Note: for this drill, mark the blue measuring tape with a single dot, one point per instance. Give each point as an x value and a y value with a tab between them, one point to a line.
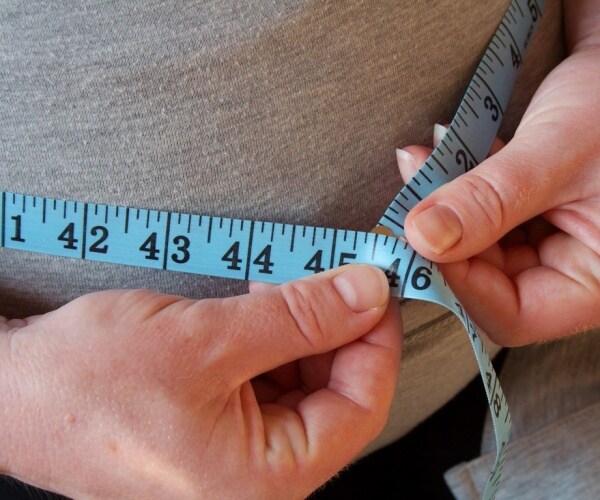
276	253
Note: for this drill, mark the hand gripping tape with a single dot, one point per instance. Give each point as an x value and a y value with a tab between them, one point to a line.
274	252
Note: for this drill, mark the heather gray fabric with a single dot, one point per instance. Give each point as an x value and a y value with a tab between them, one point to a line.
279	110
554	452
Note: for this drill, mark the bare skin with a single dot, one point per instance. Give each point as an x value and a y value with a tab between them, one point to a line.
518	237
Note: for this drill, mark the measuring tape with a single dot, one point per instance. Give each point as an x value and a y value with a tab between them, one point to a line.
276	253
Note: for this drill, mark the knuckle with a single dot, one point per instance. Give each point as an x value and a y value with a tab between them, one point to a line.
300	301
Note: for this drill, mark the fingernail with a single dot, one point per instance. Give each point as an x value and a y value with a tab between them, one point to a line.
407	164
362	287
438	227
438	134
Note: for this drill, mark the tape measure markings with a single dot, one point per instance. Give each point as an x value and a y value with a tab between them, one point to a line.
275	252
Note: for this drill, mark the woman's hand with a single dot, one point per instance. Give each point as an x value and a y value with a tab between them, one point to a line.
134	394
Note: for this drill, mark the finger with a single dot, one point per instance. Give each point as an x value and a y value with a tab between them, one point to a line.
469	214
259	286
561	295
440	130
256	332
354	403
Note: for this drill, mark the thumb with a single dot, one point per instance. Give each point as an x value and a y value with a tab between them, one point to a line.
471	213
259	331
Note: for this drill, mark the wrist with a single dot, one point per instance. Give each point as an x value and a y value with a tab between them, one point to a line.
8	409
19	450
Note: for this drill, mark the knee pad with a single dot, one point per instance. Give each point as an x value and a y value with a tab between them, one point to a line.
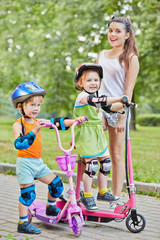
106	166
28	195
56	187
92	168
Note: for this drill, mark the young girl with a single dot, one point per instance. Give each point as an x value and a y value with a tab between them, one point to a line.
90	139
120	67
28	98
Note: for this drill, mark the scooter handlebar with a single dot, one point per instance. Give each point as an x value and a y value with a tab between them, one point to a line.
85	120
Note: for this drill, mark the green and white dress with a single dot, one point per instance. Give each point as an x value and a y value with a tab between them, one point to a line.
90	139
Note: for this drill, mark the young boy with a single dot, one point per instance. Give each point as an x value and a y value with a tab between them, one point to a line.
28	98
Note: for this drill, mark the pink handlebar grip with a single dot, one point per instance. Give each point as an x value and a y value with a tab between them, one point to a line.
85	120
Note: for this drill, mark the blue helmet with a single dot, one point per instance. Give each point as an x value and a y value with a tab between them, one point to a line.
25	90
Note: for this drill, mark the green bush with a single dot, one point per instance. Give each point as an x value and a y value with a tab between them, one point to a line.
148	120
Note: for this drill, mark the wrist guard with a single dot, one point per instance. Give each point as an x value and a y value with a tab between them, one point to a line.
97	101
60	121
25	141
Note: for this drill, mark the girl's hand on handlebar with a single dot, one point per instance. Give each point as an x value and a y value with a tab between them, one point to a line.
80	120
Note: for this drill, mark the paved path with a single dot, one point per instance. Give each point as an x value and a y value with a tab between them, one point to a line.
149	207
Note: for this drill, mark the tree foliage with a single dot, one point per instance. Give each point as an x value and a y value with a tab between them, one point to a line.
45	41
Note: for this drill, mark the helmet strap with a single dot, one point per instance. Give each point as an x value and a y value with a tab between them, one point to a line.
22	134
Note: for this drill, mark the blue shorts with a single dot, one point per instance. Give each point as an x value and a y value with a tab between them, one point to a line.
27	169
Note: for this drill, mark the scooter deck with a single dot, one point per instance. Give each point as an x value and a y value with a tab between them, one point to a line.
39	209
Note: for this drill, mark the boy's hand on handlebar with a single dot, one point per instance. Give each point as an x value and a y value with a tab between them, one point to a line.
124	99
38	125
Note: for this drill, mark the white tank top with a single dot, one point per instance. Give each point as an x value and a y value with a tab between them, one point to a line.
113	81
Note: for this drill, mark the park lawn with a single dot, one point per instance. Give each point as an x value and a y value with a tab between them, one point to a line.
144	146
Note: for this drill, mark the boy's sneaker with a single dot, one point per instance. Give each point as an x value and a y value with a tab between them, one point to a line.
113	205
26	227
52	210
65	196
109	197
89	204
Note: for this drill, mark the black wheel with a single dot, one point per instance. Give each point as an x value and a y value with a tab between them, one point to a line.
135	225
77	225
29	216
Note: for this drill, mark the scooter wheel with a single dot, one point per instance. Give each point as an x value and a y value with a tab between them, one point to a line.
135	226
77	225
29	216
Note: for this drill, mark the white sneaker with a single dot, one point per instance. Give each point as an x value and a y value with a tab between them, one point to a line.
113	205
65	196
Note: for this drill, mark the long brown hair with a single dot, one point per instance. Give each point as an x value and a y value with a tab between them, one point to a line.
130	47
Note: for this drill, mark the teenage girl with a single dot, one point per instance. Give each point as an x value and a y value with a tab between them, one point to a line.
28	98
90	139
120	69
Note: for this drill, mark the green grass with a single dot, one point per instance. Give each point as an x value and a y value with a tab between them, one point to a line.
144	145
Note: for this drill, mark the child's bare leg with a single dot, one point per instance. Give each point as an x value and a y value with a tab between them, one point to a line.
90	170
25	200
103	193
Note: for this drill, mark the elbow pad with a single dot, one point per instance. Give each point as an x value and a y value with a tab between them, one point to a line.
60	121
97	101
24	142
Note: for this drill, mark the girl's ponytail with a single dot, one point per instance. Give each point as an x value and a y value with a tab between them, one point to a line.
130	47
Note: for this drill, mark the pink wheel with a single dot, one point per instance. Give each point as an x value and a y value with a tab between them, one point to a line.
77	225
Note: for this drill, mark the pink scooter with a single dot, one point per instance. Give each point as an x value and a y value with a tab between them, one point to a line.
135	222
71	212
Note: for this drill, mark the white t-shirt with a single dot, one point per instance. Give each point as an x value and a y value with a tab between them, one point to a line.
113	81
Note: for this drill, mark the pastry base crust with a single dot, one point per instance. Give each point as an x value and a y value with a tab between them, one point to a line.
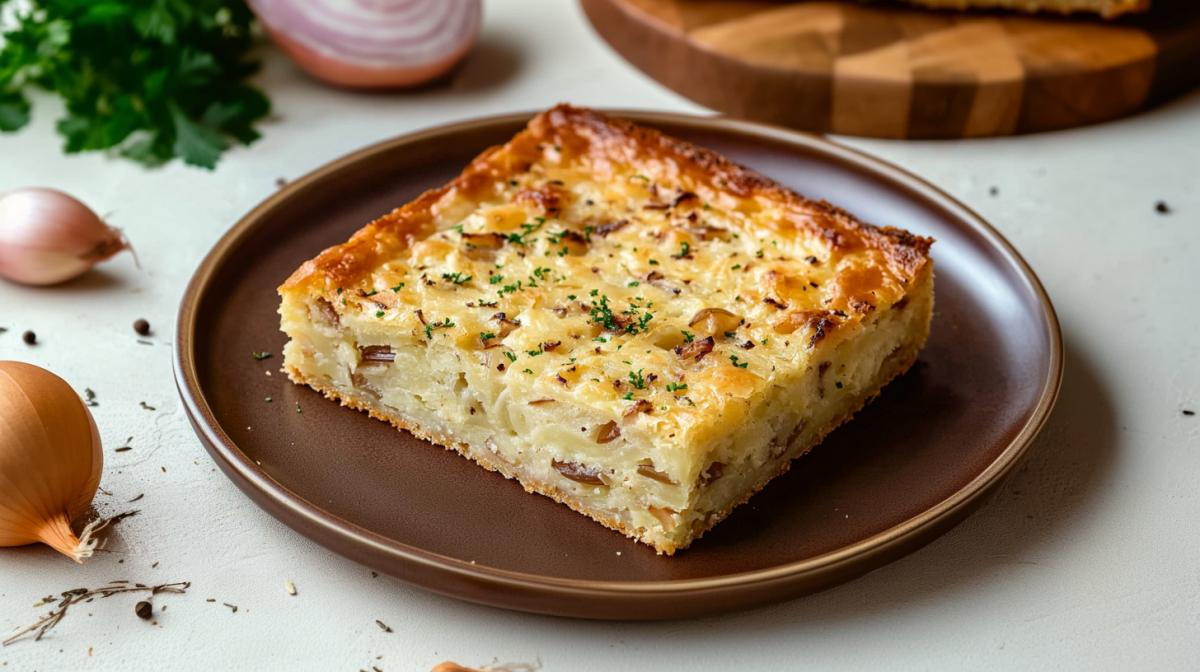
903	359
# # # # # # #
# WORK TO COMPLETE
Above are the records; reproduce them exactly and leave out the pictures.

# OUTPUT BELOW
Note: for this drill, mark the blue measuring tape with a single dot, one point per instance. Give each point as an x value and a y value with a tab between them, one point to a line.
276	253
Note: for this drill, mark the hand gripping tape with a single dot, one point per instance. Give each point as an x value and a y value with a tab between them, one point to a line.
274	252
Note: for this drill, mark the heather gray fabric with a single dot, one point per instance. Give each point as an x value and a y value with a tab between them, one point to a line.
279	110
554	452
Note: for this drill, mark the bare skin with a single dot, one point per instance. Give each point as an x value and a y value with a tab between them, one point to a line.
518	237
Note: for this drill, mark the measuring tape with a single dot, one point per instance. Give each point as an x value and a y value with a tab between them, one point to a line.
276	253
Note: for this drill, mark the knuckle with a single dot, one point per instance. Give each point as an x value and a y value with a tab between them, one point to a line.
300	301
Note: for this drill, mark the fingernail with a single dot, one point per instance. Give each point as an x value and a y value with a tab between them, one point to a line.
407	164
362	287
438	227
438	134
Note: for this drill, mark the tape measure markings with a single dot, one point per instance. Give each point as an x value and a y value with a tab between them, one point to a line.
275	252
Note: for this drill, mark the woman's hand with a single dot, one point per instance. Give each point as an x value and a y value with a tab between them, one point to a line.
134	394
Note: for this drill, mark the finger with a single dot, one point per instance. Give each point as an x value and a y value with a tab between them, one point to a line.
469	214
259	286
561	295
440	130
256	332
354	403
Note: for this drill, mark the thumb with a single dot, one point per instance. Give each point as an x value and a y value with a tab between them, one point to a line.
471	213
259	331
Note: for this drill, mark the wrist with a single dot, one point per instance. Give each point as an x value and a y value with a tab between them, one point to a line.
8	409
19	450
Note: for this drill, mark the knee pad with a single dot, one point per instance. Give each point as an x value and a y value with a tab between them, one point to a line.
106	166
28	195
56	187
92	168
Note: for this drill, mark the young girl with a single dot, one point per instance. Give each point as an x value and a y value with a tab between them, one point to a line.
90	139
120	67
28	98
Note: for this drill, mark the scooter handlebar with a single dot, one point per instance. Give each point as an x value and a y value with a tab between them, one point to a line.
85	120
Note: for this drill, mark the green and white dress with a single dot, one point per instance. Give each point as an x value and a y value with a tab between them, one point to a line.
90	139
Note: for this drill, mark the young boy with a single dot, one point per instance. Give each point as an x value and a y value with a tab between them, one point to a line.
28	98
Note: for this drill, mark the pink handlebar grip with a single dot, one point per instance. Give each point as an x value and a y value with a tab between them, one point to a line.
85	120
Note: for this drill, mark the blue helmet with a single dot, one point per instance. Give each point as an x value and a y value with a tab between them, one point to a line.
25	90
Note: for this drill, mark the green bush with a single dot, one point per instance. Give each point as an x value and a y value with a tab between them, one point to a line.
148	120
Note: for this drill, mark the wrist guard with a single dot, one point per instance. Give each point as an x value and a y value with a tab between them, one point to a line.
97	101
60	121
25	141
Note: for this drill, mark the girl's hand on handlebar with a single dot, one point per instance. Give each point as an x value and a y value with a tab between them, one point to a line.
80	120
Note: for this drill, mark the paved path with a single dot, one point per instance. Give each point as an x value and a y value with a tab between them, one point to a line.
149	207
Note: for this drill, mark the tree foliage with a single dot, one point per instance. Give each point as an x value and a y value with a tab between them, one point to a line.
45	41
Note: for this drill, mark the helmet strap with a single dot, one point per instance. Give each point as an x value and a y value with a tab between them, one point to a line.
22	134
Note: for this drill, mark the blue shorts with a single dot, one point per instance. Give each point as an x value and a y value with a tab between them, one point to a line.
27	169
Note: for this drill, mark the scooter deck with a single dot, one point per instance. Give each point as an x value and a y value with a tab between them, one point to a line.
39	209
Note: for this drill, mark the boy's hand on handlebar with a single dot, one point per instance. Give each point as an x value and a y value with a tab between them, one point to a line.
124	99
38	125
Note: for this drill, mark the white tank top with a single dot, one point per instance. Give each point as an x value and a y value with a tab between them, one point to a line.
113	81
Note: for this drill, mark the park lawn with a single dot, one point per instance. Give each point as an x value and a y value with a tab between them, one point to a line.
144	146
Note: for this drill, mark the boy's sneaker with a single dot, one point per instance. Give each point as an x value and a y value with a tab between them, one point to a line.
113	205
26	227
52	210
65	196
109	197
89	204
Note: for this drill, mark the black wheel with a single dot, one point per instance. Give each point as an x value and a y value with a tab between them, one point to a line.
135	225
77	225
29	216
Note: for this drill, mark the scooter wheel with a single dot, one point per instance. Give each point as an x value and a y value with a tab between them, one point to a line.
135	226
77	225
29	216
Note: for this drill, mark the white sneaker with a single dot, one point per instance. Give each point as an x value and a y value with a tab between them, one point to a line.
113	205
65	196
Note: for this drill, mark the long brown hair with a single dot, one point per instance. Give each point as an x value and a y value with a tab between them, one point to a line.
130	47
Note: for this drill, mark the teenage girl with a single dot, one point per instance. Give each point as an x value and a y value with a tab between them, one point to a line.
28	98
90	139
120	69
Note: for this drill, mark the green grass with a single dot, one point per instance. Give each point as an x value and a y value with a tab between them, one point to a line.
144	145
Note: for this drill, mark the child's bare leg with a single dot, one point per instance. Give each point as an x value and a y value with a tab between them, one point to a line.
90	170
25	200
103	193
Note: for this drill, mark the elbow pad with a single dot, one point per instance. Give each point as an x value and a y value with a tab between them, one point to a line.
60	121
97	101
24	142
Note: for this drill, mark the girl's ponytail with a single dot, one point per instance. Give each point as an x value and a y value with a tab between them, one point to a line.
130	47
Note: for this drill, mark the pink wheel with a single dot, one point per instance. Give each point as an x value and a y value with a tab between them, one point to a line.
77	225
Note: for this drill, mark the pink scooter with a single dot, one point per instance. Give each point as an x value and a y value with a tab between them, one point to a line.
135	222
71	212
Note: for this drill, mark the white t-shirt with a single dot, one point per instance. Give each point as an x value and a y value with a tab between them, one point to a line.
113	81
Note: for this drill, mark the pastry base crust with a single dot, one point per instance. Give each point as an x value and a y value with a tab between them, one point to a line.
903	359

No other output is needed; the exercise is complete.